### Aim
Pick out each line below that contains the word "highway" and copy those lines.

--- Begin Source material ---

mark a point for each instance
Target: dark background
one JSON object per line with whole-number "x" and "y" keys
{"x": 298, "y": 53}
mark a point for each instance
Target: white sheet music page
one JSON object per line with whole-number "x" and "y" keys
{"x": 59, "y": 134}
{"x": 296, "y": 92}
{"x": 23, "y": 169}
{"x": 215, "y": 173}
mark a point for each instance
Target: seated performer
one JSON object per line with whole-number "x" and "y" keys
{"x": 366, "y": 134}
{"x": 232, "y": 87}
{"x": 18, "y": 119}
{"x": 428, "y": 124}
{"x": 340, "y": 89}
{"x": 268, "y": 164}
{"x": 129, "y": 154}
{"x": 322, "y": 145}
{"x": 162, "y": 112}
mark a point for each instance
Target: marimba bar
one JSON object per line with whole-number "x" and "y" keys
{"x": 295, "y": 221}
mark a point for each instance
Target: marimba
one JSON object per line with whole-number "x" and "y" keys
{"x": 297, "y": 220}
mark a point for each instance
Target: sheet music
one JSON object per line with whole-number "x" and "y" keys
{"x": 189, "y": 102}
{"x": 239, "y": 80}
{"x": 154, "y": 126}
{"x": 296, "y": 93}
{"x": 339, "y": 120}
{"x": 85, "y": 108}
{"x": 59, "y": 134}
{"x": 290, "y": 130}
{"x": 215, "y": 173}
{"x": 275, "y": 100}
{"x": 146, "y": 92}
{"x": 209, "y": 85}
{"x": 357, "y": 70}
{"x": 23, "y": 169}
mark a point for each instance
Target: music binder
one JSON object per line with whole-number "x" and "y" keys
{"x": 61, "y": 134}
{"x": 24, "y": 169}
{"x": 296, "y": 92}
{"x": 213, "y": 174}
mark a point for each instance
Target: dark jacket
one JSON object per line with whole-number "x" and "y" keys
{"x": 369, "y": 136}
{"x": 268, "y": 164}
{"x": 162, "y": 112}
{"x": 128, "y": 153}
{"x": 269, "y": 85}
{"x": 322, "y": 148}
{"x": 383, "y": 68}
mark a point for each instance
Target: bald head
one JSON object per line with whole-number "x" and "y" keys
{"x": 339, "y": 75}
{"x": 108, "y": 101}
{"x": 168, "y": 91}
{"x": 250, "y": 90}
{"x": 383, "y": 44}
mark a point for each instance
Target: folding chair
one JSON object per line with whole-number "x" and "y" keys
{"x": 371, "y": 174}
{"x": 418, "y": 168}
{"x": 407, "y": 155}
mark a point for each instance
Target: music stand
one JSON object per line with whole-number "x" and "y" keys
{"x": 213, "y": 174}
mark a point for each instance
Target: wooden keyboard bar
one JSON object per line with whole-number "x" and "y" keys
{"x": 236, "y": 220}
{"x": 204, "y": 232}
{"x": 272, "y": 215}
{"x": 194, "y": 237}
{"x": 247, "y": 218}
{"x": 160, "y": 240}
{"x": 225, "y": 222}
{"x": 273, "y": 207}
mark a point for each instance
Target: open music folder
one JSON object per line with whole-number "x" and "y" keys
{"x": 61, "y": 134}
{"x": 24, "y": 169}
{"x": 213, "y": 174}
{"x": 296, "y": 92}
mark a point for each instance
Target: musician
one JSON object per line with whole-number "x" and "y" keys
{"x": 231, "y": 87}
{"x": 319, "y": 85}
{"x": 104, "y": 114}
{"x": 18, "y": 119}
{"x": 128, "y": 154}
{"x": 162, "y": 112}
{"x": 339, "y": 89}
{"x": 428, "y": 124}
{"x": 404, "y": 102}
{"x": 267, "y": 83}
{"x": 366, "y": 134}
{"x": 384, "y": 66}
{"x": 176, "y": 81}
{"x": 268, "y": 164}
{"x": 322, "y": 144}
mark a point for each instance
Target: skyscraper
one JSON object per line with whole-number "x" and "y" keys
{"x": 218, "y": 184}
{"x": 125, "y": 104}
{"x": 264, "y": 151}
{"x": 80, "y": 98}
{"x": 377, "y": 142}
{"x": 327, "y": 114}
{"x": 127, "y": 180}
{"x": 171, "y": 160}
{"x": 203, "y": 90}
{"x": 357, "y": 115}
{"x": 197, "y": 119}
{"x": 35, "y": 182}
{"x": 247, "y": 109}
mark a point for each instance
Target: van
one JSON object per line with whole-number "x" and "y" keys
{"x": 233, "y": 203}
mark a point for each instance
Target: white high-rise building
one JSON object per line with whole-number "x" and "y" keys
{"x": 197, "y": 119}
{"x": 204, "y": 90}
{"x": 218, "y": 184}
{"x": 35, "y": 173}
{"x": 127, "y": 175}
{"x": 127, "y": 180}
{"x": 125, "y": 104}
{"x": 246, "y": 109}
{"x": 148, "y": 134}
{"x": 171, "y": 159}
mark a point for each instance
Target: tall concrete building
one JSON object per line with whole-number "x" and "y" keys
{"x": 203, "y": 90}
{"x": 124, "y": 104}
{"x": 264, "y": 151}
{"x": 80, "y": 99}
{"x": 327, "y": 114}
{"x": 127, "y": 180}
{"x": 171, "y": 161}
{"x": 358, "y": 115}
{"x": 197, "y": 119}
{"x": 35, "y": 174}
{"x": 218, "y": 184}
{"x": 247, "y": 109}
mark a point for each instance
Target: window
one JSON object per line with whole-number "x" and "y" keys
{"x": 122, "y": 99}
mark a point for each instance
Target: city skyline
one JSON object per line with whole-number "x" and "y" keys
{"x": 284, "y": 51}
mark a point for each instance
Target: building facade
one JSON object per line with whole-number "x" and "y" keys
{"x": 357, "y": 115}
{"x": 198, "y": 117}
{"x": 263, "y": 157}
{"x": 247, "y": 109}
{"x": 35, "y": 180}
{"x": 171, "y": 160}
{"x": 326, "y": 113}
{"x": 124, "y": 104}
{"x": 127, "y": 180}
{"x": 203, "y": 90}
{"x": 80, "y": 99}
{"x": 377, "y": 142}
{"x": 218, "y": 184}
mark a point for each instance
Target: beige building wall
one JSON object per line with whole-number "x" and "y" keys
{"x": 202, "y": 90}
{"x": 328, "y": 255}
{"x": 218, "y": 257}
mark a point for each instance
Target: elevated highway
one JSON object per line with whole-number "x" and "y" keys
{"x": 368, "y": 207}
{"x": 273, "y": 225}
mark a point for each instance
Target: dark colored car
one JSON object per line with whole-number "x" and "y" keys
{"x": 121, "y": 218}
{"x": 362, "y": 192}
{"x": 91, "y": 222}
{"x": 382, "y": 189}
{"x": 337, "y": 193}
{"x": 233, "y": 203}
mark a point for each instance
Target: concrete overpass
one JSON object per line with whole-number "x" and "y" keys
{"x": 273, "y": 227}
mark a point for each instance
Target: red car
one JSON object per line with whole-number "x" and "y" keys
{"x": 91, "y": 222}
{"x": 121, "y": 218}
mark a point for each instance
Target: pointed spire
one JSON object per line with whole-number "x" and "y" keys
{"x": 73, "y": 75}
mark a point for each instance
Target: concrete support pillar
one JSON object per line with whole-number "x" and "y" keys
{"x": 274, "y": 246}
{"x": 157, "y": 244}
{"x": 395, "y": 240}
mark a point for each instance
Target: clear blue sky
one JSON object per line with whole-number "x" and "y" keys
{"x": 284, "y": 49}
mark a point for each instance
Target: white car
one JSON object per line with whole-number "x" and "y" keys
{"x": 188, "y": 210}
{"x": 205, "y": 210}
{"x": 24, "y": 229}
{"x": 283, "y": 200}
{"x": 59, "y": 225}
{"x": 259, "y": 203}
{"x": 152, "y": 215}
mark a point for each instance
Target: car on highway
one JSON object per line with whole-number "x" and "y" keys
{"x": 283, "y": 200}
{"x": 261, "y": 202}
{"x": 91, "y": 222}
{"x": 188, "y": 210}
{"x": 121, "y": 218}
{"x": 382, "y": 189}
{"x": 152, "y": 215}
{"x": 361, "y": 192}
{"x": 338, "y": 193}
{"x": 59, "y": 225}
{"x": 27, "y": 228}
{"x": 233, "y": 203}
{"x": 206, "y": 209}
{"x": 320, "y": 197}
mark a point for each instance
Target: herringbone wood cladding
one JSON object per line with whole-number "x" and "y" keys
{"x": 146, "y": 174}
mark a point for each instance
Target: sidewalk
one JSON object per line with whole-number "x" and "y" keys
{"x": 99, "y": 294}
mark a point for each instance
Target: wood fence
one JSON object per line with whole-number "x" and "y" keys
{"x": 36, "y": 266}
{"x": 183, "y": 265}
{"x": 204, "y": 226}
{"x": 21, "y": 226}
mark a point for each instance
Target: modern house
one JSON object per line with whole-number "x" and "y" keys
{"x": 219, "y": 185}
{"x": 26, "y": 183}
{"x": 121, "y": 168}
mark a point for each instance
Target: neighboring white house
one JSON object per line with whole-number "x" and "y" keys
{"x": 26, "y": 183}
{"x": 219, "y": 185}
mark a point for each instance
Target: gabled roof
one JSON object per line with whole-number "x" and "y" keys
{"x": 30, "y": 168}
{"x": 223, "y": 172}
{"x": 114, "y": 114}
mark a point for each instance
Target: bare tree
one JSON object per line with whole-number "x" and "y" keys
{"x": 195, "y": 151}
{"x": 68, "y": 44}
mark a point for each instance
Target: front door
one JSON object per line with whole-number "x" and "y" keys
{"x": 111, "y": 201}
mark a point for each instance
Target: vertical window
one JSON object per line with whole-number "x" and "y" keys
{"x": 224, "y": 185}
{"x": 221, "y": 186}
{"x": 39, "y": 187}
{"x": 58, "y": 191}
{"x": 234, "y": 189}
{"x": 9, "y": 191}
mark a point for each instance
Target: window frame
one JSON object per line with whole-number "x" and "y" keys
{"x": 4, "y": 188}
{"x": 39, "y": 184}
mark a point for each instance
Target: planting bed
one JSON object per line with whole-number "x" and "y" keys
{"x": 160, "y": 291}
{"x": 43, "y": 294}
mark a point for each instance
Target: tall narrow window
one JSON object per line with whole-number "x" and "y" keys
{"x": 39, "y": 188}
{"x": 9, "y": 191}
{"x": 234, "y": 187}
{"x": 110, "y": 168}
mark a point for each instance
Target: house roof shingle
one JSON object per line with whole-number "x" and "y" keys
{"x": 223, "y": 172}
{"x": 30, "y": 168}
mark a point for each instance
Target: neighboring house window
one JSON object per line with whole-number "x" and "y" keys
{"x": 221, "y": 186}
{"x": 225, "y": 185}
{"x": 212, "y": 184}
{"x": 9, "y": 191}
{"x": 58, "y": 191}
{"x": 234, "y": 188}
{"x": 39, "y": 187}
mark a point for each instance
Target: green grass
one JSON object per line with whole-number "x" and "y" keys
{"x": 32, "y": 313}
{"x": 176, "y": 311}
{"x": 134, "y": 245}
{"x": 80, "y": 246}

--- End Source material ---

### Complete answer
Target: elevated highway
Target: car on highway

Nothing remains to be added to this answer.